From the first line of the material below to the line containing "positive clicks: (21, 295)", repeat every line exactly and add nothing.

* Data
——

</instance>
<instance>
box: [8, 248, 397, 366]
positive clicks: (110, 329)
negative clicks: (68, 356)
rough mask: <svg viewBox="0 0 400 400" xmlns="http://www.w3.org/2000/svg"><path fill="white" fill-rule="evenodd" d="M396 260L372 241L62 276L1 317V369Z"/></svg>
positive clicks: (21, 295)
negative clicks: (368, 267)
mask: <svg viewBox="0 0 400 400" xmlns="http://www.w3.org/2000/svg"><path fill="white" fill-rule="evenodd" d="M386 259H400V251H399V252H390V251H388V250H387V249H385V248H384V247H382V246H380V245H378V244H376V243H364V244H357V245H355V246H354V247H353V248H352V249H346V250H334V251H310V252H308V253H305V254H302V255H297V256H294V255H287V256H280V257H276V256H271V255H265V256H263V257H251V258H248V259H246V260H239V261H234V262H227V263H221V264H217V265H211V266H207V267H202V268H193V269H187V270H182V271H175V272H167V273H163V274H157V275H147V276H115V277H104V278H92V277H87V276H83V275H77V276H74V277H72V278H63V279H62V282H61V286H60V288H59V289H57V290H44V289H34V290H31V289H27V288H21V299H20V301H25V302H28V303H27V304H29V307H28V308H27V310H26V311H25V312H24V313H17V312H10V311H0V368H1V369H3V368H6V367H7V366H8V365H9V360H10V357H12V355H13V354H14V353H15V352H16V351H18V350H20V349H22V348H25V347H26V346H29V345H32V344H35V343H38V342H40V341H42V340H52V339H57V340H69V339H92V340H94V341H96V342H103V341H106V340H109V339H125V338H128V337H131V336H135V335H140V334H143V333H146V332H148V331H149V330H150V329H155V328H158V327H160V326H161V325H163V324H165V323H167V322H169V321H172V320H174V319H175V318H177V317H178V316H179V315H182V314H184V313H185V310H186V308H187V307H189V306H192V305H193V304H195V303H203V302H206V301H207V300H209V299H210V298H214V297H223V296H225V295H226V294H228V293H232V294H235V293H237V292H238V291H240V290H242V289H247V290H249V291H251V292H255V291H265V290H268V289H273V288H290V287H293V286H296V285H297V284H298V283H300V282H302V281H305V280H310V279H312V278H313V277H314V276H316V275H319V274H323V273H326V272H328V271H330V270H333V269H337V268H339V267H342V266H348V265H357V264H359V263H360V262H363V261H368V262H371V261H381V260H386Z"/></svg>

——

* Completed exercise
</instance>
<instance>
box: [8, 248, 397, 366]
positive clicks: (110, 329)
negative clicks: (68, 356)
rough mask: <svg viewBox="0 0 400 400" xmlns="http://www.w3.org/2000/svg"><path fill="white" fill-rule="evenodd" d="M396 260L372 241L62 276L1 317V369Z"/></svg>
positive clicks: (21, 295)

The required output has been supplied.